● **TASK DIRECTIONS**: Extend the biography of M. N. Karassery given below by writing the passage that would follow its final sentence.

● **QUOTED PASSAGE**:

○ ○ ○ ○ ○

Mohiyuddin Nadukkandiyil Karassery, commonly known as M. N. Karassery, is an Indian writer and critic of Malayalam language. He is known for his writing and lectures on politics, literature, art and culture, and is a recipient of K.M. Seethi Sahib Memorial Human Fraternity Award and holds the distinguished chair in Malayalam studies at University of Calicut.

Early life
Karassery is also the name of the village in which he was born. It is a panchayath situated in the eastern region of Kozhikode (Calicut) District in Kerala. Mr. Karassery was born on July 2, 1951 to N. C. Mohammad Haji and K. C. Ayishakkutty.

Education
For his early education, Karassery attended the Karassery U.P. School, Hidayathussibiyan Madrasa and Dars of Karassery Juma Masjid. He then enrolled in the Chennamangallur High School, Guruvayurappan College, Calicut. After graduation in 1972, he joined the Department of Malayalam, at the University of Calicut. Here he earned a B.A. in Sociology and Malayalam in 1974. Ten years later, he returned for a M.Phil in Malayalam. And in 1993, he earned a Ph.D in Malayalam from the same department under the guidance of Prof. Sukumar Azhicode.

○ ○ ○ ○ ○

● **RECORD EXCERPTS**:

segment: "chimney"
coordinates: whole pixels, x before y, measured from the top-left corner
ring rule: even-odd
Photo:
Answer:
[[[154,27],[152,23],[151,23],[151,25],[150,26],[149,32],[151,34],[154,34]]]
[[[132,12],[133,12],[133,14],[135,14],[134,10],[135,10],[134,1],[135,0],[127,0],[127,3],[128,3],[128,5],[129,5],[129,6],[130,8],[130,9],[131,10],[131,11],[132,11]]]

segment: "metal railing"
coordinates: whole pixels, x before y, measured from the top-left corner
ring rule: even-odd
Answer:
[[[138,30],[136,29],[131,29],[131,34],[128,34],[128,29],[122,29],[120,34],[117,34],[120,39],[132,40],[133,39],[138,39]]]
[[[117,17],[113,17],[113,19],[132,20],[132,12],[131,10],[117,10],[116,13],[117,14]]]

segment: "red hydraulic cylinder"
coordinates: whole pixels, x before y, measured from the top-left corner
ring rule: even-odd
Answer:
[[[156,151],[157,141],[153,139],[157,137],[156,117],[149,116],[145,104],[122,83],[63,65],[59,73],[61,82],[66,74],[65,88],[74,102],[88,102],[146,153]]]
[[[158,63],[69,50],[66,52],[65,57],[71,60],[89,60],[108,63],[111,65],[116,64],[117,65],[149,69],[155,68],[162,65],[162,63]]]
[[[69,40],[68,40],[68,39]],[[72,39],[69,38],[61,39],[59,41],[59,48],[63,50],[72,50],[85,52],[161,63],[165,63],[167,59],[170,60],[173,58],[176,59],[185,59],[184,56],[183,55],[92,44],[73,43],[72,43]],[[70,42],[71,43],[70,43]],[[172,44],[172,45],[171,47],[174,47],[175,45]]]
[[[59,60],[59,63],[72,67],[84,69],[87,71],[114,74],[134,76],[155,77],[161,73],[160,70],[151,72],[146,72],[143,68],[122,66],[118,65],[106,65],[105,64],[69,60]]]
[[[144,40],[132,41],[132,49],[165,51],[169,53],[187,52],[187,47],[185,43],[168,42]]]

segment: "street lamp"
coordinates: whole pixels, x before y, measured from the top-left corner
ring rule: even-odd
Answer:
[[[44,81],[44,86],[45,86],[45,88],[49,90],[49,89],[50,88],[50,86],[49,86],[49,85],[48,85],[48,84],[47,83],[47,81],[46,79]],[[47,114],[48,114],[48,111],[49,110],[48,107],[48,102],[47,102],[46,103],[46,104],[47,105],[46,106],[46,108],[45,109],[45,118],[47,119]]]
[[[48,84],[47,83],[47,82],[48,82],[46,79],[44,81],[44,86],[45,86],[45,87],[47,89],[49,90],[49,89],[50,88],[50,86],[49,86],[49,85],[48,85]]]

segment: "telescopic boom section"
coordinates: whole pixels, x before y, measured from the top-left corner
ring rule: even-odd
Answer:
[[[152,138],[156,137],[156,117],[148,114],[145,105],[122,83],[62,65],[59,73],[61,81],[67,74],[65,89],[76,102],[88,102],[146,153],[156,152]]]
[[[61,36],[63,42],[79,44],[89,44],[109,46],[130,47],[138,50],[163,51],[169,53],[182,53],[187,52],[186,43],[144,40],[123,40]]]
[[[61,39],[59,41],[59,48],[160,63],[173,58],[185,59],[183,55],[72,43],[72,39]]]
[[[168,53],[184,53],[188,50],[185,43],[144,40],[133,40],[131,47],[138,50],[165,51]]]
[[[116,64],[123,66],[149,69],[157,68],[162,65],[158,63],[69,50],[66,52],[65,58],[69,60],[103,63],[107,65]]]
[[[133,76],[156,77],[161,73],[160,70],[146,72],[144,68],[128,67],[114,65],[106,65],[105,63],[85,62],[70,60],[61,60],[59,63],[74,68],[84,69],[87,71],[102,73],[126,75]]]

○ ○ ○ ○ ○

● **OUTPUT OF THE TASK**:
Activism and public life
Karassery's activism targets caste prejudice, social justice and religious equality in India. In May 2017, for example, he suggested the creation of a separate department in India for happiness. His writings and lectures support secular democracy and gender justice. In September 2018, he led a sit-in protest that demanded the arrest of bishop Franco Mulakkal for allegedly raping a nun.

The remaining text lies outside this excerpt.